THE 1951 CONVENTION ON REFUGEES AND THE MORAL COMPLEXITIES OF TODAY
The 1951 Convention Relating to the Status of Refugees is the main legal document that sets down how nation states are to protect refugees. It was drafted with one eye on Europe's refugee crises at the end of World War II. The other eye was on the risk of mass population flows from the third world to the first world. Australia participated in the drafting of the Convention and was a signatory when the Convention entered into force on 22 April 1954. The Convention defined a refugee as a person who:
owing to well-founded fear of being persecuted for reasons of race, religion, nationality, membership of a particular social group or political opinion, is outside the country of his nationality and is unable or, owing to such fear, is unwilling to avail himself of the protection of that country; or who, not having a nationality and being outside the country of his former habitual residence as a result of such events, is unable or, owing to such fear, is unwilling to return to it.
+===+
**Objective 1**
According to the excerpt on the 1951 Refugee Convention, on what date did the Convention enter into force?
**Objective 2**
List every reason for persecution named in the refugee definition quoted in the excerpt on the 1951 Refugee Convention.
**Objective 3**
Write the next part of the excerpt on the 1951 Refugee Convention, picking up after its final sentence.
The records come from a separate source unrelated to the excerpt on the 1951 Refugee Convention.
+===+
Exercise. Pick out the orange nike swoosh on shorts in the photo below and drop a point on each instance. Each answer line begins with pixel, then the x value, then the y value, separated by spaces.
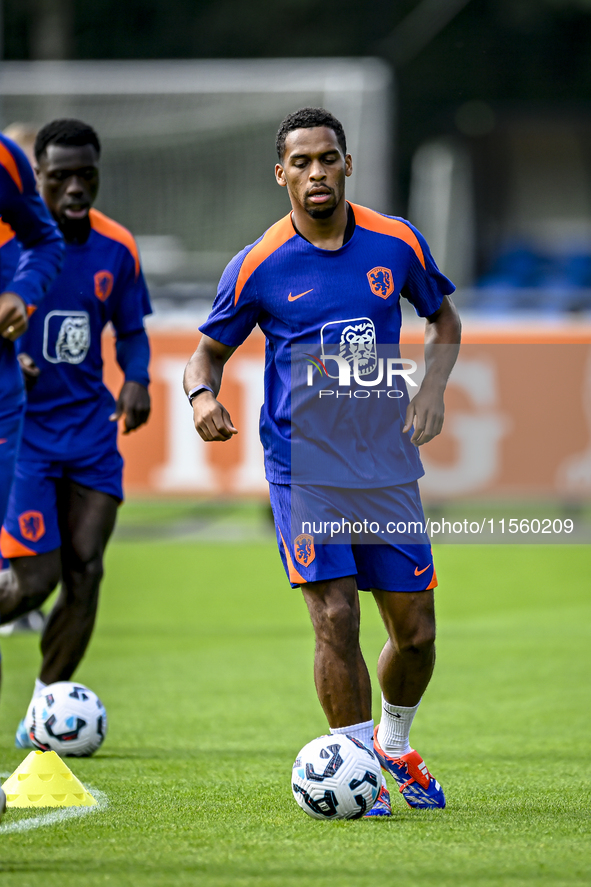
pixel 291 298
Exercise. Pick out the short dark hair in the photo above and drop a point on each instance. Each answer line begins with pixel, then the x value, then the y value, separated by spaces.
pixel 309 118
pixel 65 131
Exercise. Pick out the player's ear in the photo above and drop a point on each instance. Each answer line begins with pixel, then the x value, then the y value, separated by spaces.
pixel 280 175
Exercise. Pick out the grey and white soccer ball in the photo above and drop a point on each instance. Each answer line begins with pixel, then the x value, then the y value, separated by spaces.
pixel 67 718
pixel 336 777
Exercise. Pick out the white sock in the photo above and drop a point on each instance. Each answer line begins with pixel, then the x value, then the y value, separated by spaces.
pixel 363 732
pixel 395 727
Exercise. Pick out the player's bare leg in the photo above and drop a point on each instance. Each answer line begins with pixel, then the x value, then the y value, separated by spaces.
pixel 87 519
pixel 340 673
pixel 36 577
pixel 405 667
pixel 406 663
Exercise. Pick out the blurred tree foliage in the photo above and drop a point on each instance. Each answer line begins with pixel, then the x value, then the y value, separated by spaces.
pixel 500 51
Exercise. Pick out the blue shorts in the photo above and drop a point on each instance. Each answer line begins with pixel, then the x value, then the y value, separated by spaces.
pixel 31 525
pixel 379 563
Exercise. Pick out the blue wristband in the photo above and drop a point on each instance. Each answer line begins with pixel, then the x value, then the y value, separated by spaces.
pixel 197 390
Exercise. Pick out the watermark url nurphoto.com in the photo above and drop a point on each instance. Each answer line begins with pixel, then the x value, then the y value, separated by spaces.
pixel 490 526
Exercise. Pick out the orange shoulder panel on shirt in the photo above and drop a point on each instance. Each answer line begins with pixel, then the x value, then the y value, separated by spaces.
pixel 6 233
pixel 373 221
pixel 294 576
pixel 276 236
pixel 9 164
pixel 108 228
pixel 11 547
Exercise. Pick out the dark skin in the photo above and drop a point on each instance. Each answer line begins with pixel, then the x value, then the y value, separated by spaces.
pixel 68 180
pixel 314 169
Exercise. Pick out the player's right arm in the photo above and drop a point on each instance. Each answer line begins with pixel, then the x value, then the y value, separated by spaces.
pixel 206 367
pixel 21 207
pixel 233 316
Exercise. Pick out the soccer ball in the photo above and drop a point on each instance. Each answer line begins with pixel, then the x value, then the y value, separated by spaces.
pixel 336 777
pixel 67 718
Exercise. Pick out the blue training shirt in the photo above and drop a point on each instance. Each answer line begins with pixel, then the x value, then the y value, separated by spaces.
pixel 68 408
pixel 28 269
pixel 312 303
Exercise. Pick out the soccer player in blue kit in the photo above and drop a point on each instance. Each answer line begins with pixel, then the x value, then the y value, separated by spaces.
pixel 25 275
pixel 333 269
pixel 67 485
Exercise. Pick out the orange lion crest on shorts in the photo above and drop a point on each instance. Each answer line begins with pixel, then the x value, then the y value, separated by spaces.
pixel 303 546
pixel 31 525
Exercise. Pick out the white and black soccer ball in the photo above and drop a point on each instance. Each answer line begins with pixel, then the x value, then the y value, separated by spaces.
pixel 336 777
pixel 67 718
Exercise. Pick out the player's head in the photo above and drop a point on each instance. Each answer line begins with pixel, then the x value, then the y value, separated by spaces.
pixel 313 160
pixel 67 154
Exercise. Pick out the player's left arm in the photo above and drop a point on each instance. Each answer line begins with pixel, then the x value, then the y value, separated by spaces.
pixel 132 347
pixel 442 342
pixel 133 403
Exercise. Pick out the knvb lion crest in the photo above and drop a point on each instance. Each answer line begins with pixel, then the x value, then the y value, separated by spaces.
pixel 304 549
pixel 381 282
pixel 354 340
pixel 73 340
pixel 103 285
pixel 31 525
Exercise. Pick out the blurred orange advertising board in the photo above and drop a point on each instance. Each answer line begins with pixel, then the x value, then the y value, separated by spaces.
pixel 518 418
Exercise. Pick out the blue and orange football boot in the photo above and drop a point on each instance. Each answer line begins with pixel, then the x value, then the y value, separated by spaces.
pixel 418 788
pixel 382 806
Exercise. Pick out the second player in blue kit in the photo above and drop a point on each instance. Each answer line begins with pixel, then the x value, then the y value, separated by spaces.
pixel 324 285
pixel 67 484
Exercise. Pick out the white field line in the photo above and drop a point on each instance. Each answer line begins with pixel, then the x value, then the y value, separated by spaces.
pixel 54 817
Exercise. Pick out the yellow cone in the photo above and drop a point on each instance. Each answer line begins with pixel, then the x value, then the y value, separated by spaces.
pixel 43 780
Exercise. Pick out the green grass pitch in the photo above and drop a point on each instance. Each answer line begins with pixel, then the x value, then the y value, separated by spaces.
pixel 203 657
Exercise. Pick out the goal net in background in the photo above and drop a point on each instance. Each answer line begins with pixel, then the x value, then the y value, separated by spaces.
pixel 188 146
+===+
**Exercise result 1**
22 April 1954

**Exercise result 2**
- race
- religion
- nationality
- membership of a particular social group
- political opinion

**Exercise result 3**
The primary obligation of contracting states to the Convention is not to 'expel or return (refouler) a refugee in any manner whatsoever to the frontiers of territories where his life or freedom would be threatened on account of his race, religion, nationality, membership of a particular social group or political opinion'. The Convention envisages that many refugees in flight will have to enter another country seeking protection without having complied with the migration laws of the country where they are seeking asylum. It prohibits the contracting states from imposing penalties 'on account of their illegal entry or presence, on refugees who, coming directly from a territory where their life or freedom was threatened, enter or are present in their territory without authorisation, provided they present themselves without delay to the authorities and show good cause for their illegal entry or presence'.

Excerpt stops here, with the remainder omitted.